Excerpted passage
========================================
Value Proposition and Protection

During my ongoing extended trip, I am often being asked the following two questions: where does your value proposition reside? and how is such value being protected?

These are very valid questions, and they often hide a genuine interest on the other end. As such, I tend to take them as seriously as possible.

Value proposition

Explaining our added value properly is key for us to face our bigger risk: misunderstanding

Kitewalk is a cloud-based geo-intelligent communication platform which allows sources to get in immediate contact and interact with targets of their interest around their physical locations. Sources are typically users or devices. Targets are generally referred to as geo-contents, dynamic contents or simply contents, and they can be of any nature (other users, IoT devices, houses on sale, events, jobs, projects, you name it: anything which has a physical location and a lifetime is eligible for being a dynamic content). Kitewalk technology and its use cases are described in this video.
========================================
Dataset rows:
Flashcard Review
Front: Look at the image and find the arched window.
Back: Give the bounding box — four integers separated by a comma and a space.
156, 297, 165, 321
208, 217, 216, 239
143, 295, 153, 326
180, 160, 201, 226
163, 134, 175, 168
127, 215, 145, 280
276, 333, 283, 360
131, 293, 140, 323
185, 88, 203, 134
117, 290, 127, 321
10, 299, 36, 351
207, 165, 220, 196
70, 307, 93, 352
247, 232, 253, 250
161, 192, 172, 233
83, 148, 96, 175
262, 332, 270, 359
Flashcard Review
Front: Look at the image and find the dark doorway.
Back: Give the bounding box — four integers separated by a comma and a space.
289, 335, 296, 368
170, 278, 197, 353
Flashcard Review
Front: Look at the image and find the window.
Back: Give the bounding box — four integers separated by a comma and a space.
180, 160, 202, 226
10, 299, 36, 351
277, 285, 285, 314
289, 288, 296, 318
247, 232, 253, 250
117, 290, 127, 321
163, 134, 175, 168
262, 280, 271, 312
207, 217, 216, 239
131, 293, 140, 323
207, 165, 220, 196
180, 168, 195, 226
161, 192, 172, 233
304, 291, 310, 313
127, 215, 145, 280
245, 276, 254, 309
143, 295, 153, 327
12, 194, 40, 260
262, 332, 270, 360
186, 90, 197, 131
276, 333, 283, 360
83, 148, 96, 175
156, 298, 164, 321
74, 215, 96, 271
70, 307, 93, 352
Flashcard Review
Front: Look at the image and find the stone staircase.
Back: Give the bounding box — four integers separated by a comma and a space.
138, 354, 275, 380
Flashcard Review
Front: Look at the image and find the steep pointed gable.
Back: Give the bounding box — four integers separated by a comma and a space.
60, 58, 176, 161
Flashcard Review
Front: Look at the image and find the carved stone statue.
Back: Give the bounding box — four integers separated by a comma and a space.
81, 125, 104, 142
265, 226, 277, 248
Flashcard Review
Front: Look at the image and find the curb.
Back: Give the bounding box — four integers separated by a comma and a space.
========================================
Swap "trip" for "journey" in the value proposition article, starting at "Value Proposition and" and ending after "value being protected?", and give that stretch back. These items have no connection to the article.

Finished exercise
Value Proposition and Protection

During my ongoing extended journey, I am often being asked the following two questions: where does your value proposition reside? and how is such value being protected?